▶ Exercise material
--------------------------------

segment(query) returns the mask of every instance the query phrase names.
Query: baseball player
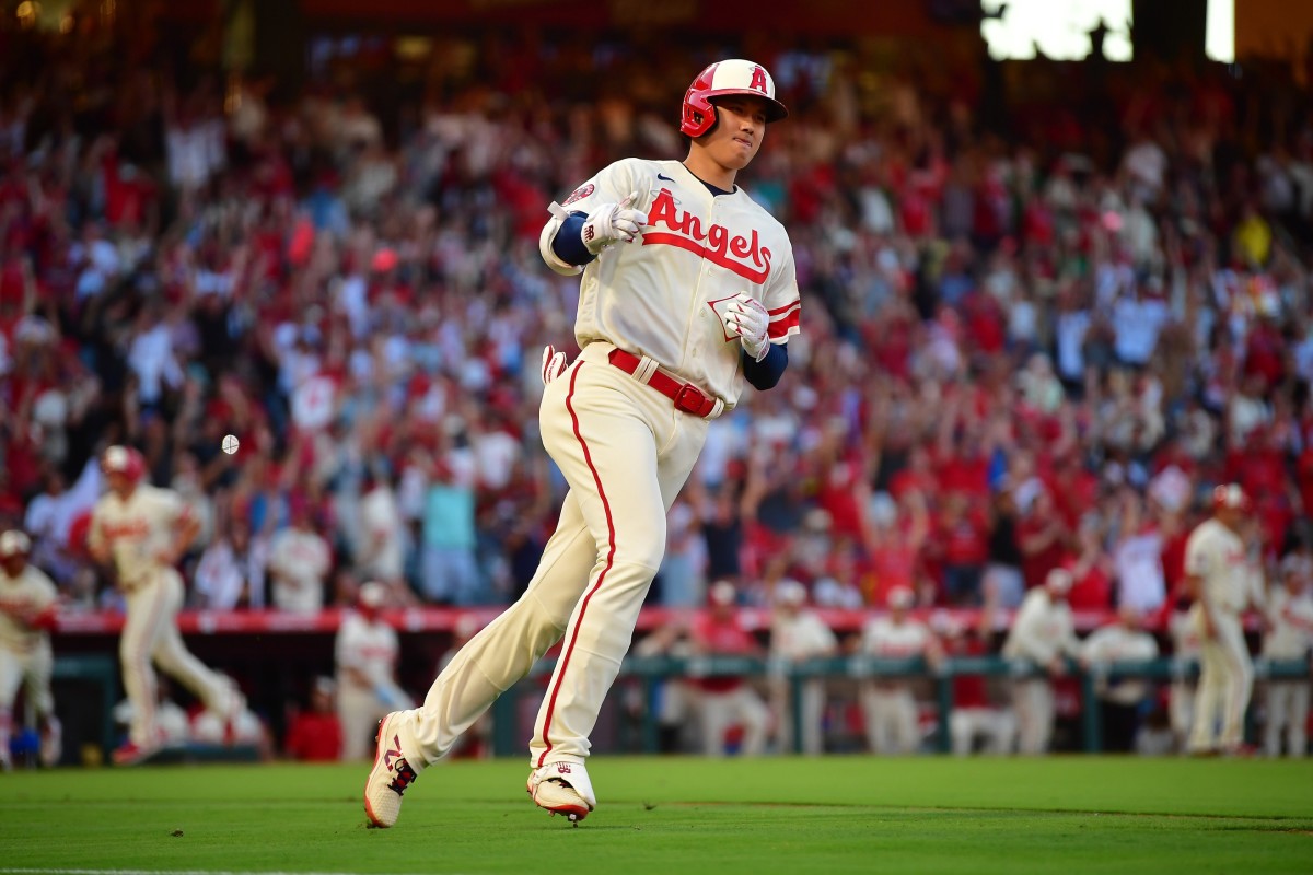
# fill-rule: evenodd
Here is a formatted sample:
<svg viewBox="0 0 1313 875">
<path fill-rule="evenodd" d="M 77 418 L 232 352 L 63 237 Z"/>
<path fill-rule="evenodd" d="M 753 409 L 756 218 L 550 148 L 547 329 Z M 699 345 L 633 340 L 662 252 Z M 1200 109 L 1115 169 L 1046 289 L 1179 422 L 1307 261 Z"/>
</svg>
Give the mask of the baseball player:
<svg viewBox="0 0 1313 875">
<path fill-rule="evenodd" d="M 1308 660 L 1313 647 L 1313 577 L 1306 556 L 1291 554 L 1281 560 L 1281 585 L 1267 602 L 1268 632 L 1263 638 L 1263 656 L 1270 660 Z M 1271 680 L 1267 682 L 1267 727 L 1263 749 L 1270 757 L 1281 753 L 1281 729 L 1285 729 L 1285 753 L 1302 757 L 1308 753 L 1309 682 L 1308 678 Z"/>
<path fill-rule="evenodd" d="M 834 630 L 813 611 L 805 610 L 807 588 L 785 579 L 775 590 L 775 613 L 771 618 L 771 660 L 788 664 L 839 652 Z M 780 750 L 793 750 L 793 702 L 785 677 L 772 677 L 771 698 L 780 727 Z M 823 753 L 825 739 L 825 678 L 809 677 L 802 681 L 802 752 Z"/>
<path fill-rule="evenodd" d="M 1090 669 L 1119 661 L 1157 659 L 1158 641 L 1144 631 L 1142 623 L 1134 606 L 1123 605 L 1115 622 L 1100 626 L 1081 641 L 1081 665 Z M 1129 753 L 1134 749 L 1140 706 L 1152 691 L 1150 683 L 1142 678 L 1117 678 L 1104 673 L 1096 677 L 1095 694 L 1099 697 L 1106 750 Z M 1094 707 L 1094 703 L 1086 703 L 1086 707 Z"/>
<path fill-rule="evenodd" d="M 1012 619 L 1012 628 L 1003 641 L 1002 655 L 1010 660 L 1025 660 L 1041 669 L 1041 674 L 1012 678 L 1012 707 L 1016 710 L 1018 750 L 1045 753 L 1053 737 L 1053 681 L 1066 674 L 1064 656 L 1081 655 L 1075 638 L 1075 623 L 1066 603 L 1071 592 L 1071 572 L 1053 568 L 1022 600 L 1022 607 Z"/>
<path fill-rule="evenodd" d="M 889 590 L 889 614 L 867 623 L 861 632 L 861 652 L 880 659 L 924 657 L 931 669 L 943 660 L 939 639 L 930 628 L 911 619 L 914 594 L 907 586 Z M 920 746 L 916 698 L 909 678 L 877 677 L 861 682 L 861 711 L 867 743 L 873 753 L 915 753 Z"/>
<path fill-rule="evenodd" d="M 246 702 L 230 678 L 192 656 L 177 631 L 183 577 L 173 565 L 186 552 L 200 523 L 176 492 L 142 483 L 146 463 L 137 450 L 106 449 L 101 470 L 109 491 L 92 510 L 87 546 L 96 561 L 113 563 L 127 606 L 118 656 L 133 719 L 129 740 L 114 750 L 113 760 L 130 765 L 159 748 L 152 664 L 225 719 L 239 714 Z"/>
<path fill-rule="evenodd" d="M 1255 568 L 1239 531 L 1251 509 L 1238 484 L 1220 485 L 1213 489 L 1213 516 L 1186 540 L 1186 579 L 1195 598 L 1190 622 L 1199 635 L 1199 685 L 1186 752 L 1196 756 L 1234 753 L 1243 743 L 1254 664 L 1241 614 Z"/>
<path fill-rule="evenodd" d="M 361 584 L 356 610 L 343 614 L 334 640 L 343 760 L 364 760 L 378 720 L 389 711 L 415 707 L 397 685 L 400 644 L 397 630 L 382 617 L 386 601 L 383 584 Z"/>
<path fill-rule="evenodd" d="M 943 621 L 944 653 L 949 657 L 982 657 L 990 653 L 995 596 L 986 589 L 986 605 L 973 623 Z M 953 754 L 965 757 L 979 744 L 983 753 L 1011 753 L 1016 746 L 1016 715 L 999 707 L 983 674 L 953 674 L 953 710 L 948 714 L 948 737 Z"/>
<path fill-rule="evenodd" d="M 28 707 L 41 729 L 41 763 L 59 762 L 60 727 L 50 693 L 54 656 L 50 630 L 56 622 L 55 584 L 28 561 L 32 539 L 18 530 L 0 534 L 0 767 L 8 770 L 13 703 L 26 686 Z"/>
<path fill-rule="evenodd" d="M 1184 750 L 1195 720 L 1195 687 L 1188 666 L 1199 662 L 1199 632 L 1188 610 L 1173 611 L 1167 618 L 1171 640 L 1173 670 L 1167 686 L 1167 719 L 1176 750 Z"/>
<path fill-rule="evenodd" d="M 689 85 L 683 161 L 625 159 L 553 205 L 540 251 L 582 274 L 572 365 L 544 350 L 542 442 L 570 492 L 528 592 L 448 665 L 424 706 L 389 715 L 365 788 L 376 826 L 424 766 L 562 640 L 533 737 L 528 790 L 582 819 L 584 762 L 601 702 L 666 548 L 666 514 L 710 420 L 741 378 L 773 387 L 798 332 L 784 227 L 735 184 L 767 125 L 788 112 L 760 64 L 722 60 Z"/>
</svg>

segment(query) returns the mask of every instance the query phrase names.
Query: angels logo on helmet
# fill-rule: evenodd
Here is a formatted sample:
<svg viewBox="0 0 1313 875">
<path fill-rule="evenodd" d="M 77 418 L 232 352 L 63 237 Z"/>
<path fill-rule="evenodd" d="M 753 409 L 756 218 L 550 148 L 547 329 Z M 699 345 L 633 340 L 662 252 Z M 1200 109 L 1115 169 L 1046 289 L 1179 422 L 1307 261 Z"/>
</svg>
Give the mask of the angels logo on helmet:
<svg viewBox="0 0 1313 875">
<path fill-rule="evenodd" d="M 716 106 L 712 101 L 729 94 L 764 98 L 767 122 L 777 122 L 789 115 L 789 110 L 775 97 L 775 80 L 765 72 L 765 67 L 733 58 L 710 64 L 688 87 L 680 132 L 696 139 L 710 131 L 716 126 Z"/>
</svg>

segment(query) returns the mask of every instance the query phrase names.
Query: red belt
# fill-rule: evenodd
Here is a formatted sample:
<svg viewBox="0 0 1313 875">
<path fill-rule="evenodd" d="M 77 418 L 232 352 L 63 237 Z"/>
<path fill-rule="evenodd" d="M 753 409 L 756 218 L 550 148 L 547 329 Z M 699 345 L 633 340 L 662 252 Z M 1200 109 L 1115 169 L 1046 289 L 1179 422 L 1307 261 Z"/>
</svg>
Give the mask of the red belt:
<svg viewBox="0 0 1313 875">
<path fill-rule="evenodd" d="M 638 365 L 642 361 L 633 353 L 626 353 L 622 349 L 611 350 L 607 359 L 630 376 L 633 376 L 634 371 L 638 370 Z M 716 409 L 714 397 L 692 383 L 681 383 L 659 367 L 653 370 L 646 382 L 654 390 L 672 400 L 676 411 L 706 417 Z"/>
</svg>

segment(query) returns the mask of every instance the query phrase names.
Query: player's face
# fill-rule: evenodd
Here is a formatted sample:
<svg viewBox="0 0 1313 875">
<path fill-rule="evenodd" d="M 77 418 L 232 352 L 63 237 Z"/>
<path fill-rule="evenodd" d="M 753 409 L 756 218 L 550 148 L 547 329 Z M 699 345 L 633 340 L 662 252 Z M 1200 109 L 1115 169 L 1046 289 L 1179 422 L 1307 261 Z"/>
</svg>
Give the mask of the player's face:
<svg viewBox="0 0 1313 875">
<path fill-rule="evenodd" d="M 127 479 L 126 474 L 118 471 L 110 471 L 105 475 L 105 483 L 109 484 L 109 491 L 116 495 L 126 496 L 133 491 L 133 481 Z"/>
<path fill-rule="evenodd" d="M 706 148 L 717 164 L 731 171 L 747 167 L 765 138 L 767 102 L 748 94 L 730 94 L 716 101 L 716 129 L 706 135 Z"/>
</svg>

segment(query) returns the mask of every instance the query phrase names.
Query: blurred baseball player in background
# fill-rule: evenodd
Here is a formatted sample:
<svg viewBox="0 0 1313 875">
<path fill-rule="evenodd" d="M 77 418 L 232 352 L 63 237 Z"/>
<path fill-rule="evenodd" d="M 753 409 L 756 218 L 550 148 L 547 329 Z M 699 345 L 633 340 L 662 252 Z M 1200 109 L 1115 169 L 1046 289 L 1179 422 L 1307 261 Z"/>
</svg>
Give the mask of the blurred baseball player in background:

--------------------------------

▶ Goal
Rewrite the entries, from their start through the line that contains "1090 669 L 1119" inclusive, as a Markdown table with the columns Row and Line, one numbered row per line. Skip blank lines and leave the pictures out.

▶ Response
| Row | Line |
|---|---|
| 1 | segment(query) returns the mask of every instance the query phrase names. |
| 2 | Query: baseball player |
| 3 | # fill-rule: evenodd |
| 4 | Here is a formatted sample: |
| 5 | <svg viewBox="0 0 1313 875"> |
| 6 | <path fill-rule="evenodd" d="M 77 418 L 232 352 L 63 237 Z"/> |
| 7 | <path fill-rule="evenodd" d="M 753 409 L 756 218 L 550 148 L 547 329 Z M 699 345 L 633 340 L 662 252 Z M 1200 109 L 1115 169 L 1046 289 L 1179 422 L 1307 261 Z"/> |
| 8 | </svg> |
| 9 | Give the mask of the baseball player: |
| 10 | <svg viewBox="0 0 1313 875"> |
| 11 | <path fill-rule="evenodd" d="M 1308 660 L 1313 647 L 1313 577 L 1306 556 L 1291 554 L 1281 560 L 1281 585 L 1267 602 L 1268 632 L 1263 638 L 1263 656 L 1270 660 Z M 1271 680 L 1267 682 L 1267 727 L 1263 749 L 1270 757 L 1281 753 L 1281 729 L 1285 729 L 1285 753 L 1302 757 L 1308 753 L 1309 682 L 1308 678 Z"/> |
| 12 | <path fill-rule="evenodd" d="M 834 630 L 813 611 L 805 610 L 807 588 L 785 579 L 775 590 L 775 613 L 771 618 L 771 660 L 788 664 L 839 652 Z M 780 750 L 793 750 L 793 702 L 785 677 L 772 677 L 771 698 L 780 727 Z M 823 753 L 825 739 L 825 678 L 809 677 L 802 681 L 802 752 Z"/> |
| 13 | <path fill-rule="evenodd" d="M 1090 669 L 1119 661 L 1157 659 L 1158 641 L 1144 631 L 1142 623 L 1134 606 L 1123 605 L 1115 622 L 1100 626 L 1081 641 L 1081 665 Z M 1129 753 L 1134 749 L 1140 706 L 1152 691 L 1150 683 L 1142 678 L 1117 678 L 1104 673 L 1096 677 L 1095 694 L 1099 697 L 1106 750 Z M 1094 707 L 1094 703 L 1086 703 L 1086 707 Z"/> |